▶ _SHORT TASK_: Starting with the line that has "medal in the photo above." in it, repeat every line through the last one, word for word, and give nothing more.

▶ _RECORD LIST_:
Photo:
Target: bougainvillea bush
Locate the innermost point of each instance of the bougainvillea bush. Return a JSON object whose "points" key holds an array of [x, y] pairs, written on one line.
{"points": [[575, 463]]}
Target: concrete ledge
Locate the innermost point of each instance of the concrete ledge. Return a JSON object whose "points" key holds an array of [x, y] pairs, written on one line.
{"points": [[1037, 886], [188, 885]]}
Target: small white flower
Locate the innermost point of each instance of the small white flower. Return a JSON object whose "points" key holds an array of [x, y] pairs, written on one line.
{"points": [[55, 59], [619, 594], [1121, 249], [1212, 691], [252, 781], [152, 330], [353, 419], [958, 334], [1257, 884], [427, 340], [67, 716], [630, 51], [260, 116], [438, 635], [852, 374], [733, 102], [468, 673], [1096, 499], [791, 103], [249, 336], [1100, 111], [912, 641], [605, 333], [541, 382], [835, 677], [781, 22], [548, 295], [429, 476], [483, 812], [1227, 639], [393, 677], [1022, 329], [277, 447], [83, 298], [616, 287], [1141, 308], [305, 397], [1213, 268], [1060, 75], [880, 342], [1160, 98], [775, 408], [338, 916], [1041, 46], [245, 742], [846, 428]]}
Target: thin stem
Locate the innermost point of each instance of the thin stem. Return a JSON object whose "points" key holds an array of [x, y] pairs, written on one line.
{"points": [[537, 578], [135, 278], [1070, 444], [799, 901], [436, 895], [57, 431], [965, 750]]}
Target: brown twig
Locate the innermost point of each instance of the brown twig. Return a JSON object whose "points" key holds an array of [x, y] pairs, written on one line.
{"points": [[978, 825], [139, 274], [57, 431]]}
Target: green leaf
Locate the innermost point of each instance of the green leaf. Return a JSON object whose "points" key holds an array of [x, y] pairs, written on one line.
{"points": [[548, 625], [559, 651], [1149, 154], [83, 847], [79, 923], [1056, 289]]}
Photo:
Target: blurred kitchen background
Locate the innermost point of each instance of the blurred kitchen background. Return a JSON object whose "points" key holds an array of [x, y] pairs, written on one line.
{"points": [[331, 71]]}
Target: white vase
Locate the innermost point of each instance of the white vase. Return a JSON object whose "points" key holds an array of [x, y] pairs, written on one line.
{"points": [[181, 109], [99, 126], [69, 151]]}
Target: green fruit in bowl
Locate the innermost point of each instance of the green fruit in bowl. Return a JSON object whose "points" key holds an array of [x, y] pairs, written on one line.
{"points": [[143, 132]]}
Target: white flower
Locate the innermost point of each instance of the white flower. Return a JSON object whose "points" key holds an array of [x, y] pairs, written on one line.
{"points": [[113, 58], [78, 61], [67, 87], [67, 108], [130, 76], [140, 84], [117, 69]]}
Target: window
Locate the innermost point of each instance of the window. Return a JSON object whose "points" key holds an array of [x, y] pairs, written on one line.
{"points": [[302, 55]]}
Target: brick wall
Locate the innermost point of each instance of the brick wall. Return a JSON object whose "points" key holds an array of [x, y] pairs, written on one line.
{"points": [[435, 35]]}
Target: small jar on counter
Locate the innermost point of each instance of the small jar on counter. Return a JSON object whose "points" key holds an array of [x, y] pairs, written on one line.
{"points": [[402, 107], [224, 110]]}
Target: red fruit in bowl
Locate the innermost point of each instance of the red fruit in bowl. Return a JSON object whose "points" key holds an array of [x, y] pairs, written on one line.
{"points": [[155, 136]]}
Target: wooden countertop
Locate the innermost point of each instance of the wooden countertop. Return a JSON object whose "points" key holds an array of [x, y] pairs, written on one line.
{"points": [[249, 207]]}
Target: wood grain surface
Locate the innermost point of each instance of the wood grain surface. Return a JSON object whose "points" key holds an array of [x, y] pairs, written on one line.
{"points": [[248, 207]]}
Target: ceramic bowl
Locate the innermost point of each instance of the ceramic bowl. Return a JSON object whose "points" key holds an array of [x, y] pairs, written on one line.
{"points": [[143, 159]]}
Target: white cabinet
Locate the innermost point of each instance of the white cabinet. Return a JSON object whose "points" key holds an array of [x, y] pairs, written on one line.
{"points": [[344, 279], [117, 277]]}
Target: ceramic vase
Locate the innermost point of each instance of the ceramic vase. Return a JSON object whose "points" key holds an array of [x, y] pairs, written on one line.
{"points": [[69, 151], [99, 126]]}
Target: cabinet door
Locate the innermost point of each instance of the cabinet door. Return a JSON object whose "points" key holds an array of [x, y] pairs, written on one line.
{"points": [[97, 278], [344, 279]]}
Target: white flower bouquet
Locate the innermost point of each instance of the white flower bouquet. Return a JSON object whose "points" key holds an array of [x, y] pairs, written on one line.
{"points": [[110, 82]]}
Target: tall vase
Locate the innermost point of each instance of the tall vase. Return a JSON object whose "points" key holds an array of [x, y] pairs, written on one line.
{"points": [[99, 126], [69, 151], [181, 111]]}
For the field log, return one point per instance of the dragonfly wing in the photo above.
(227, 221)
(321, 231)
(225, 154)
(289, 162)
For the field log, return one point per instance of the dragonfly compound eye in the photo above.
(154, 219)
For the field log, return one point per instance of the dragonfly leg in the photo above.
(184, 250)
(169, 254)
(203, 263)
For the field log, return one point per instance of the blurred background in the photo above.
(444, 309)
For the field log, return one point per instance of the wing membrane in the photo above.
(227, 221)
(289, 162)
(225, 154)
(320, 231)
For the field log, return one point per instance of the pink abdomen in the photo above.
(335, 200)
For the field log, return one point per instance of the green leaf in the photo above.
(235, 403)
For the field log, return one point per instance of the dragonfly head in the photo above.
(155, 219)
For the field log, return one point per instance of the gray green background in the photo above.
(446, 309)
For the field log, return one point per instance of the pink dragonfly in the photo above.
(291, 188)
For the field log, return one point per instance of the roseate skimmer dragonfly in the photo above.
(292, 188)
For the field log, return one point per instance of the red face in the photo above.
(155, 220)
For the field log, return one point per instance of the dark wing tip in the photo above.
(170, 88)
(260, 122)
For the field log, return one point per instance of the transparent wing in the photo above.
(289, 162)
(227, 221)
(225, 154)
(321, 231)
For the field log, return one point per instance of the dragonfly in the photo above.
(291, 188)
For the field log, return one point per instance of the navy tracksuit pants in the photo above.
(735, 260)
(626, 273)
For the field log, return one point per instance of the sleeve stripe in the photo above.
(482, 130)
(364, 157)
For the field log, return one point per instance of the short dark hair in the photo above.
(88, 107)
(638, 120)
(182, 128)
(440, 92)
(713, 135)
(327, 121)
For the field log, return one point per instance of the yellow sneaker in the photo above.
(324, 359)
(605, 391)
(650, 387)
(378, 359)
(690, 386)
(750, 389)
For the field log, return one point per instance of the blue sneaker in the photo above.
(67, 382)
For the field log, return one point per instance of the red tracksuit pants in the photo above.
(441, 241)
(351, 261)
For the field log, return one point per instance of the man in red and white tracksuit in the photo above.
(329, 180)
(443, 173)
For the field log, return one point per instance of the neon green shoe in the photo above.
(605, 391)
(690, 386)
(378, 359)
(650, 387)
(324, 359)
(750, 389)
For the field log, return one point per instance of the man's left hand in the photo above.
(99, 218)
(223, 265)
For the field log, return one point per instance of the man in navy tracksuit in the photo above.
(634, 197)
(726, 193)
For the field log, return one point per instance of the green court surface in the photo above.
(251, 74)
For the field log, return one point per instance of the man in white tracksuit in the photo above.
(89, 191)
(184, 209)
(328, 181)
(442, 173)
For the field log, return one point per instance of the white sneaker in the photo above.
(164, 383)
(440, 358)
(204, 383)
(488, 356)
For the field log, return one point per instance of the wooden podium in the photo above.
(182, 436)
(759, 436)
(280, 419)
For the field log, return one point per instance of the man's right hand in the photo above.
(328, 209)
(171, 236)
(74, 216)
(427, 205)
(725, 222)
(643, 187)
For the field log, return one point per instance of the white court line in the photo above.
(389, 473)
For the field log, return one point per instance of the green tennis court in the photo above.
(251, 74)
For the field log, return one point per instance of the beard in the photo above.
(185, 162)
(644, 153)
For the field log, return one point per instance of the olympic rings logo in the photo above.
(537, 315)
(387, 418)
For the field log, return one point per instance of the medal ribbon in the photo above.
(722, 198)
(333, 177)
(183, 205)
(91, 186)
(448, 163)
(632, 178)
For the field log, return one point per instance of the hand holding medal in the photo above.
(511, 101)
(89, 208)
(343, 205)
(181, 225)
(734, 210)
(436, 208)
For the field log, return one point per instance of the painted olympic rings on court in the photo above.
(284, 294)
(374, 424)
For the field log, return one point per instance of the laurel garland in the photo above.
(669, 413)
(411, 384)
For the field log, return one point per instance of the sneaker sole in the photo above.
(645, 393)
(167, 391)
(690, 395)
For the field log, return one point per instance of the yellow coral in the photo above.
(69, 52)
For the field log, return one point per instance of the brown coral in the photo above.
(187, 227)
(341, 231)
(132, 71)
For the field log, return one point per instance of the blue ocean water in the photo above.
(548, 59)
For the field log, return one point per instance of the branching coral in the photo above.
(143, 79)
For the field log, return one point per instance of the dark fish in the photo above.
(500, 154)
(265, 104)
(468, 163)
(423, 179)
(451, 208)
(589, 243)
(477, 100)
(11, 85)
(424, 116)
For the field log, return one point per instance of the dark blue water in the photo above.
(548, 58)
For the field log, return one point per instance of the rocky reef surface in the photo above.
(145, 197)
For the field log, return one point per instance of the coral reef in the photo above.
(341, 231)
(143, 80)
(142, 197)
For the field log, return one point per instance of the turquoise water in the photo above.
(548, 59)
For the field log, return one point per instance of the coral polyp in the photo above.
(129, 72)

▶ _ANSWER FOR THIS EXERCISE_:
For the field log, return one point per instance of the hand holding medal in the photo above.
(511, 101)
(89, 208)
(343, 205)
(181, 225)
(734, 210)
(436, 208)
For the field log, return one point per instance of the painted olympic rings on court in the photo above.
(284, 294)
(374, 424)
For the field log, return one point per instance of the laurel garland in the photo above.
(669, 413)
(411, 384)
For the field log, return one point per instance of the sneaker sole in the photo above.
(645, 393)
(167, 391)
(690, 395)
For the field log, return one point per instance of the yellow coral in the photo above.
(69, 52)
For the field log, return one point per instance of the brown coral in the photo above.
(187, 227)
(341, 231)
(132, 71)
For the field log, return one point per instance of the blue ocean water in the photo above.
(548, 59)
For the field log, return one point per instance of the branching coral in the photo above.
(143, 79)
For the field log, return one point per instance of the dark fish in the photo above.
(500, 154)
(265, 104)
(468, 163)
(423, 179)
(451, 208)
(589, 243)
(477, 100)
(11, 85)
(424, 116)
For the field log, return one point per instance of the dark blue water in the photo above.
(548, 58)
For the field log, return one point per instance of the rocky reef surface in the photo above.
(145, 197)
For the field log, return one point per instance of the coral reef in the photo above.
(341, 231)
(143, 80)
(142, 197)
For the field log, return one point per instance of the turquoise water in the photo above.
(548, 59)
For the field log, return one point per instance of the coral polyp in the photo above.
(129, 72)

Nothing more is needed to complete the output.